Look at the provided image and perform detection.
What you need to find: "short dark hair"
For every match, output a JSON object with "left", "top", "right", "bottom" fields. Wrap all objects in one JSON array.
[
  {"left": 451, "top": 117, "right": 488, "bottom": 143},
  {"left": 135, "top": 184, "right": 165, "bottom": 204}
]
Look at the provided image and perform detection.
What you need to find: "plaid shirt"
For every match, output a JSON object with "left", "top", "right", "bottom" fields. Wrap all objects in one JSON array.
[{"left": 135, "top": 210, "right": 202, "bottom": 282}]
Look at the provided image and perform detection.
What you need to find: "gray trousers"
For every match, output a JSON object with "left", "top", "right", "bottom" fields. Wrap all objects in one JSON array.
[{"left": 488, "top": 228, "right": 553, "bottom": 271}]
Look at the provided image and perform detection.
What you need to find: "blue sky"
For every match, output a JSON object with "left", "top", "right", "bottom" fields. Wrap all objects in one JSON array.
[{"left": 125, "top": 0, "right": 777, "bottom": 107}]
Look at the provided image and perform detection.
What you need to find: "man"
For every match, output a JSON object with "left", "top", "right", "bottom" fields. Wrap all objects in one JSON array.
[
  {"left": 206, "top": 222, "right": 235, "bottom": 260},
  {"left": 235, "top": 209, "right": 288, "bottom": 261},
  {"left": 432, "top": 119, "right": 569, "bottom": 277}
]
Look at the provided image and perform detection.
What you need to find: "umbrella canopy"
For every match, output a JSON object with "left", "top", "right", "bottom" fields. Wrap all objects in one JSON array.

•••••

Exercise details
Locate every one of the lines above that contains the word "find", and copy each of those lines in full.

Reply to the task
What you need to find: "short dark hair"
What you need to find: "plaid shirt"
What you need to find: "gray trousers"
What you need to find: "blue sky"
What you need to find: "man"
What you need to find: "umbrella canopy"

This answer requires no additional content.